> [Required work] Resume the piece on silly ways movie monsters meet their end, picking up right after its final sentence.

> [Passage to read]
=-=-=
You know how it is: you want to go on holiday, get some sun, colonise a planet and vaporise the locals. But first you get your jabs, right? Not if you’re a Martian. Oh no. Those Martians are too busy smugly perfecting their tripod technology, polishing their death rays and hiding underground to remember to pack Lemsip or visit the travel clinic. Consequently, they all get the sniffles and die. Minds immeasurably superior to ours? Pah. At least we have hankies.

Monsters: Little green men
Movie: Signs (2002)

If you’re allergic to water, here’s a thought: don’t invade a planet that’s mostly covered in water. It’s basic. You don’t catch humans invading planets made of stinging nettles. For all their toxin-spraying mayhem, these extra-terrestrials nasties just haven’t done their research. Then again, if Mel Gibson’s troubled priest had just made a massive crop-circle picture of a tap they might have got the idea and invaded somewhere else instead.

Monsters: Alien body snatchers
Movie: The Faculty (1998)

While the alien invaders in Signs are allergic to water, those possessing the staff and students in The Faculty love the stuff and down it by the gallon. So much so that they can only be killed by dehydration. How, then, does a small band of American teenagers defeat the parasitic menace? Excessive exercise? Exposure to extreme heat? No no, far too grown-up. For these American adolescents, recreational drug abuse seems the best course of action, and Josh Harnett, Elijah Wood & co. successfully repel the invaders by injecting them with a diuretic, cocaine-like substance of their own creation. This could only happen high school...

Monsters: Zombies
Movie: Shaun Of The Dead (2004)

Not only is Shaun a comedy classic that riffs lovingly on the zombie genre, it’s also a compendium of unlikely ways to off the undead. Listing them would, in this instance, be a lengthy and pointless exercise. You’re better off just watching it yourself. Highlights include the use of cricket bats, pool cues, Bill Nighy’s Jaguar, darts and Dire Straits records. Handle the last one with care.

Monster: The Gingerdead Man
Movie: The Gingerdead Man (2005)

How do you kill a psychotic gingerbread cookie? And can Gary Busey be stopped? By coincidence, the two questions that have tormented cinema since the silent era are combined here in one B-movie horror. Here, though, the ‘B’ stands for ‘bakery’ – the mode whereby said gingermonster meets its sequel-permitting end. In the film’s calorific climax, the monster has its head bitten off. Cue a terrible pun – “Got Milk?” – and a demonic possession that sees the beast meeting his own maker at Gas Mark 4.
=-=-=
> [Information provided]
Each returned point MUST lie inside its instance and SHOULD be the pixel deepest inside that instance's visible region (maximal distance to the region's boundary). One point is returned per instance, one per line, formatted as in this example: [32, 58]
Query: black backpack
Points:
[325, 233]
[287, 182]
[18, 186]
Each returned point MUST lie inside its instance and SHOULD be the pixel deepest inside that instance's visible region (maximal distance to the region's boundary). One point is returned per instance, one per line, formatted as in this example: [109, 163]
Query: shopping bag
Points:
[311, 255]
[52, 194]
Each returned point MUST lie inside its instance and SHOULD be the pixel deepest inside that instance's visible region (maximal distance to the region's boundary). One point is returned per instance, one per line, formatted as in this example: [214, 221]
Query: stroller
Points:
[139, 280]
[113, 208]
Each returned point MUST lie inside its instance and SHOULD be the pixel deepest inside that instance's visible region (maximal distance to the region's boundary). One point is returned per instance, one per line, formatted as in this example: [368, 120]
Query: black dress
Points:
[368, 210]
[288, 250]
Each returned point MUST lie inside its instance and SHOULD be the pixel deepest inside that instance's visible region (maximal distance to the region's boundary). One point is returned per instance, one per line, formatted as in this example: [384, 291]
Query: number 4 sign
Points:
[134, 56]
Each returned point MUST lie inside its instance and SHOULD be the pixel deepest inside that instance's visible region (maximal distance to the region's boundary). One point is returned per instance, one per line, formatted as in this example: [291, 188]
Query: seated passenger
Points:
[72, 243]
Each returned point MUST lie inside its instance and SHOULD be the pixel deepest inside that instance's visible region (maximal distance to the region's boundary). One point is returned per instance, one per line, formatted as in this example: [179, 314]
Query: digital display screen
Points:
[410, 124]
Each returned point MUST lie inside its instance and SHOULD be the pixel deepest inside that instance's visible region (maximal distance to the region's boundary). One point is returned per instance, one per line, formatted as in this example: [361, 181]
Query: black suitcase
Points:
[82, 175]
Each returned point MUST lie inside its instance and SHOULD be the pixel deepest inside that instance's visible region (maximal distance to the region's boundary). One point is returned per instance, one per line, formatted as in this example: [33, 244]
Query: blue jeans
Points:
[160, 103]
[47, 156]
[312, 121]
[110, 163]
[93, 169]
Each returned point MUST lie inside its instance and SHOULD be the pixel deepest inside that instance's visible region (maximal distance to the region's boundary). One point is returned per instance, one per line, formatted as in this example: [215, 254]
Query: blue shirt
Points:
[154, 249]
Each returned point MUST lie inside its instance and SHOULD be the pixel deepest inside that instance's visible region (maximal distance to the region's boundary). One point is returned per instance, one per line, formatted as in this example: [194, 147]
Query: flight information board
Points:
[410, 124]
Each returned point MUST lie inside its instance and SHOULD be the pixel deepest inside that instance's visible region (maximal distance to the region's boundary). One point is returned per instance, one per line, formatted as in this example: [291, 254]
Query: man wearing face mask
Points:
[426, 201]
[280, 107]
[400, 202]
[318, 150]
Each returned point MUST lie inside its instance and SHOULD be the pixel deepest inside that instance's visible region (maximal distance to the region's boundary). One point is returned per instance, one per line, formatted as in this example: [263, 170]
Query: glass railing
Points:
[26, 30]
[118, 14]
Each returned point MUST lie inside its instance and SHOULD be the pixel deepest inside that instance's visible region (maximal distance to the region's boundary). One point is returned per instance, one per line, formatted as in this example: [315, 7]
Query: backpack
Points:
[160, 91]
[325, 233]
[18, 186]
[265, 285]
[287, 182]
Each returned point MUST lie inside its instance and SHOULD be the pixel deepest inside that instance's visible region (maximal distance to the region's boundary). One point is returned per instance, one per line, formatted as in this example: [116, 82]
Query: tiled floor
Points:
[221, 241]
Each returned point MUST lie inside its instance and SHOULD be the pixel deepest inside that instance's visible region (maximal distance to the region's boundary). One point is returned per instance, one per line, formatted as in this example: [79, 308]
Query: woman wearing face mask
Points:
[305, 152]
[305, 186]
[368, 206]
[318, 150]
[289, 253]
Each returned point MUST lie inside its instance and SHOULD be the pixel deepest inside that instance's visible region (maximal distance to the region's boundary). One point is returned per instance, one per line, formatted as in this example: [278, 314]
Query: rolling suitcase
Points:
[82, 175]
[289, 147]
=-=-=
> [Final answer]
Monster: The Selenites
Movie: Trip To The Moon (1902)

Georges Méliès’ best-know work unleashes a Gallic Expêndables on the benighted, moon-dwelling Selenites. Unsurprisingly for a film a decade younger than the motorcar, these early monsters are less than terrifying. In fact, while they look like terrifying space lobsters, they’re actually more prone to death than a herd of clinically depressed lemmings teetering on the top of the Shard. Our intrepid explorers, a pitiless bunch in top hats and tails, fend off dozens of them with, of all things, an umbrella. Several good pokes with a brolly and each Selenite is reduced to a puff of Victorian smoke.

Monster: Zombies
Movie: Braindead (1992)

As Shaun Of The Dead reminded us, a garden shed can be a veritable arsenal of monster-slaying weaponry. In Peter Jackson’s classic schlocker it’s the lawnmower that gets its moment. Faced with a swarm of flesh-eating zombies, leading man Lionel Cosgrove straps one to his chest, turns it on, and walks slowly forward to trim the edges of the crowd. What follows is officially the goriest scene in cinema history – at least until they make a horror sequel to The Straight Story.

Monster: Talos
Movie: Jason And The Argonauts (1963)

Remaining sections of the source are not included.